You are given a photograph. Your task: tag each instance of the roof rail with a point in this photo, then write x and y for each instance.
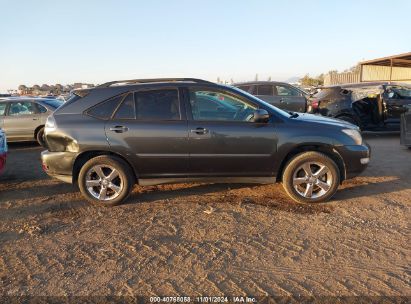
(131, 81)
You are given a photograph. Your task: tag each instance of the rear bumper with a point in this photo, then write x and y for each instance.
(58, 164)
(3, 157)
(356, 158)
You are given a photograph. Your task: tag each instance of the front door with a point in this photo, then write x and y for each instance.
(150, 129)
(225, 141)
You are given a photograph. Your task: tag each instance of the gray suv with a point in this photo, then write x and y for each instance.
(280, 94)
(159, 131)
(23, 119)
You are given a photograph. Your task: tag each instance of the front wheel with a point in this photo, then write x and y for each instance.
(311, 177)
(106, 180)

______

**Exercise goal**: Would you transcribe all of the entries above exactly, minus the images?

**Solution to this problem**:
You are given a photograph. Your task: tag each instance of the roof rail with a point in this photo, then write x and y for each instance.
(131, 81)
You are given a photograph. Your task: tag each instance of the rear bumper with a point in this photo, then write x and y for each instance.
(58, 164)
(3, 157)
(356, 158)
You are given a photograph. Your task: tag each instance of the front door with a point in this photo, then write x and y for each instance.
(150, 129)
(225, 141)
You are given a photograph. Your task: tag each instance of the gray suv with a point in this photo, then write x and y for each instance.
(280, 94)
(159, 131)
(23, 119)
You are given a photograph. Your task: tag each instance of the front wheel with a point in this photo, then write x and y for each instance.
(311, 177)
(106, 180)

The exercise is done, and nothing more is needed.